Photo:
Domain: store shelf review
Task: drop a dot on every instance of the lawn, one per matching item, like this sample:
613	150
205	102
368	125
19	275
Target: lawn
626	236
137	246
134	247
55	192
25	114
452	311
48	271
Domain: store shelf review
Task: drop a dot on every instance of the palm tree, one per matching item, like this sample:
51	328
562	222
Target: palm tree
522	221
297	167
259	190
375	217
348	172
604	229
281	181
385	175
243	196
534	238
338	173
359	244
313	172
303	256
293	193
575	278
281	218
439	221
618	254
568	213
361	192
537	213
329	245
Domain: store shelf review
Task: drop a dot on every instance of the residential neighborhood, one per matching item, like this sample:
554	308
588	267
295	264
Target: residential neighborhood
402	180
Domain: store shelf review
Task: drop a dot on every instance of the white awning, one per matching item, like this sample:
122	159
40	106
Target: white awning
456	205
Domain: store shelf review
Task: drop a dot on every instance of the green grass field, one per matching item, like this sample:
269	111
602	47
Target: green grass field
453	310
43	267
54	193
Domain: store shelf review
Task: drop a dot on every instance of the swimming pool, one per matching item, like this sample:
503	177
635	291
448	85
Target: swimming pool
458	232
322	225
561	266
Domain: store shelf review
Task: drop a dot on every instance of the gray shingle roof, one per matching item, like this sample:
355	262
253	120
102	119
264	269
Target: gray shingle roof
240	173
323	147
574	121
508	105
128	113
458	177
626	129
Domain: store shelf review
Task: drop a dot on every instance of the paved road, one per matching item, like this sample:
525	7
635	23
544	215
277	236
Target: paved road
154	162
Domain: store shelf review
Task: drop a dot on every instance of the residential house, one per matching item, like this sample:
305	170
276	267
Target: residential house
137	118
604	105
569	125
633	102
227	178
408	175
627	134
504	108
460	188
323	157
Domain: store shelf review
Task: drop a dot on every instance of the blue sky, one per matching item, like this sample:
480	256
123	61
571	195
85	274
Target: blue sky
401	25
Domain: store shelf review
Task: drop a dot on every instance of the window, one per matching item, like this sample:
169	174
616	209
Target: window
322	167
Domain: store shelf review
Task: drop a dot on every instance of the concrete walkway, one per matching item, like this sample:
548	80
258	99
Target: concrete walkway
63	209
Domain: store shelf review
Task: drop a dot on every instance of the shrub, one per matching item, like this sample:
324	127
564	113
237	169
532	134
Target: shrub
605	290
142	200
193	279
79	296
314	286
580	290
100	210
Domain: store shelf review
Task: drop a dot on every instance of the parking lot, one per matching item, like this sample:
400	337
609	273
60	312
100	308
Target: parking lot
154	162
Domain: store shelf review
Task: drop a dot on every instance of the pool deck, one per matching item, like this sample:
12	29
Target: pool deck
——
* [EXERCISE INSTRUCTIONS]
Transcribe each line of the material without any alteration.

* [OUTPUT FOR THIS TASK]
Photo:
Domain: store shelf review
Task: drop a dot on every instance of the lawn, one per matching item, like this sample:
613	150
205	102
368	125
19	275
Target: lawn
626	236
137	246
134	247
55	192
25	114
452	311
48	271
Domain: store shelf review
Task: drop a dot on every instance of the palm tree, one per matching item, like this sample:
51	328
562	222
Target: palm tree
522	221
297	167
259	190
375	217
348	172
604	229
281	181
385	175
243	196
534	238
338	173
359	244
313	172
303	256
293	193
575	278
281	218
439	221
618	254
568	213
361	192
537	213
329	245
Domain: store shelf review
Task: drop a dot on every instance of the residential neighborhood, one per matching item, like this sample:
554	308
588	267
295	264
Target: residential neighborhood
402	180
Domain: store shelf review
Task: drop a dot on every instance of the white awning, one per matching item, like this sample:
122	159
40	106
Target: white awning
456	205
Domain: store shelf review
Task: drop a dot on every instance of the green grass field, one per matching item, like this sample:
269	111
602	47
Target: green grass field
453	310
43	267
54	193
Domain: store shelf review
Task: drop a dot on every instance of the swimming pool, one per matching item, like this sample:
503	177
635	291
448	85
Target: swimming pool
458	232
322	225
561	266
Domain: store shelf review
Task: drop a dot on every instance of the gray shingle roof, one per matching item, like this sample:
355	262
253	120
102	119
264	269
Target: gray shingle roof
240	173
323	147
574	121
508	105
128	113
458	177
626	129
Domain: store shelf review
Task: drop a dot on every instance of the paved road, one per matching item, like this sample:
525	7
635	23
544	215
277	236
Target: paved road
154	162
Domain: store shelf review
Task: drop a dot on every instance of the residential house, one per matching item, like this sample:
305	170
276	267
Target: residential house
137	118
604	105
569	125
633	102
227	178
408	175
627	134
504	108
460	188
323	157
Domain: store shelf review
Task: drop a dot on every instance of the blue sky, one per matching item, like this sample:
480	256
123	61
571	195
85	274
Target: blue sky
401	25
Domain: store shelf review
Task: drop a dot on every instance of the window, one per matching item, like this sample:
169	174
616	209
Target: window
322	167
Domain: store shelf review
Task: drop a dot on every instance of the concrete walkway, one per matching item, like this sample:
548	80
258	99
Target: concrete walkway
63	209
Domain: store shelf review
Task: drop a dot on every instance of the shrub, one per matching item, like this sample:
324	127
564	113
237	169
532	134
Target: shrub
605	290
142	200
193	279
79	296
314	286
580	290
100	210
Domain: store shelf review
Task: drop a dot on every instance of the parking lot, one per matching item, like this sample:
400	337
609	273
60	312
100	308
Target: parking lot
154	162
Domain: store shelf review
Task: drop a dot on every instance of the pool deck, one per matching item, like this sample:
12	29
Target: pool deck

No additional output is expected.